What the task asks: Search the records for "below". Copy every line where it appears.

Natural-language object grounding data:
=== Begin Enclosure ===

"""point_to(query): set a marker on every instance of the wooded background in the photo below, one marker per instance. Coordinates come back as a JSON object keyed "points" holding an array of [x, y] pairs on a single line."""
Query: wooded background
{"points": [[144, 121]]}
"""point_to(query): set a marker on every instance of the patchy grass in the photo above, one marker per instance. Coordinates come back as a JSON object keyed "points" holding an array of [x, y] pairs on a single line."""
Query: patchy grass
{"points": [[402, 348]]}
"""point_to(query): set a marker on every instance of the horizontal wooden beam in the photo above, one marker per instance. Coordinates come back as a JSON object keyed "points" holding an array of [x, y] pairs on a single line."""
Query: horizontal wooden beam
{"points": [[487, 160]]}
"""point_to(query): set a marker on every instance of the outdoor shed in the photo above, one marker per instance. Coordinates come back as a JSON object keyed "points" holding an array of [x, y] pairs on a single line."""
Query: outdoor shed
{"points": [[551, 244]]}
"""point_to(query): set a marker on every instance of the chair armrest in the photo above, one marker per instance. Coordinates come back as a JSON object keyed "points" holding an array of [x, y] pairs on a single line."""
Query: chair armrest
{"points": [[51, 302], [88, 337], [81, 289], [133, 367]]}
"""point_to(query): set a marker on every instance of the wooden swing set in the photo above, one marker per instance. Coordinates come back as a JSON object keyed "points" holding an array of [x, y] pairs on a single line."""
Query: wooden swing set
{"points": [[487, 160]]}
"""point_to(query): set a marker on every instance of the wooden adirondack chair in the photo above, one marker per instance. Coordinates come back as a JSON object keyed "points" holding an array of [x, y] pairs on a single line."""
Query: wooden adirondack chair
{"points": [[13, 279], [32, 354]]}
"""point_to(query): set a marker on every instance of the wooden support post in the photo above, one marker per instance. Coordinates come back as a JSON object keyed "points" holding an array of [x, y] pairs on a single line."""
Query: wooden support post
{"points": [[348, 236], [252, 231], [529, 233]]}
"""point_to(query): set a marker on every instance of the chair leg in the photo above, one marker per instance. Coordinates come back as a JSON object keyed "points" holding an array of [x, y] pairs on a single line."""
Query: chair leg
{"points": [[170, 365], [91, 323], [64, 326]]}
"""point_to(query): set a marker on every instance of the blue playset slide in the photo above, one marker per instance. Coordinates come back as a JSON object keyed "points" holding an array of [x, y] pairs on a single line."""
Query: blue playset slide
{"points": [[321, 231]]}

=== End Enclosure ===
=== Begin Enclosure ===

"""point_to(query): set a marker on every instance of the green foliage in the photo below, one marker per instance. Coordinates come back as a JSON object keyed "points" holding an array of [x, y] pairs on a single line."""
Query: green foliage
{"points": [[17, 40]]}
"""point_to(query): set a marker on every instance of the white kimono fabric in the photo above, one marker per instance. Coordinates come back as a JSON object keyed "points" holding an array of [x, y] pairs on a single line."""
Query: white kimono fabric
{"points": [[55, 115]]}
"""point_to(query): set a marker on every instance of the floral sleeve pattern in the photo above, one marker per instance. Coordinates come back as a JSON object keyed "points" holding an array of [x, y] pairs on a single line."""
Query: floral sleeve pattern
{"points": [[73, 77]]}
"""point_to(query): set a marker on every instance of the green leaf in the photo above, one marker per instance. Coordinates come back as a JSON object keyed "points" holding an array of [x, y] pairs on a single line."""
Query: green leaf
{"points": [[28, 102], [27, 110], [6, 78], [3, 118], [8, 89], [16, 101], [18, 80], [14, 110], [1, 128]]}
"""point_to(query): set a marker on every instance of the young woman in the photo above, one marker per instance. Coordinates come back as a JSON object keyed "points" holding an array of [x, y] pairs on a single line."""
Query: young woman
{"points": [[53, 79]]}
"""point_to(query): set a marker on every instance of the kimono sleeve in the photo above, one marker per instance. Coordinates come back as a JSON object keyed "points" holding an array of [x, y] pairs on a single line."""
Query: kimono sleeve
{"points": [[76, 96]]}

=== End Enclosure ===

Problem solution:
"""point_to(query): set a marker on every instance of the wooded background in the photo below, one marker per instance. Coordinates come back as a JSON object keyed "points" holding an array of [x, y] pairs on a single line."""
"""point_to(query): set a marker on every instance of the green foliage in the photo below, one marker per instance. Coordinates come back as a JSON object keyed "points" holding an array of [x, y] pairs on a single line."""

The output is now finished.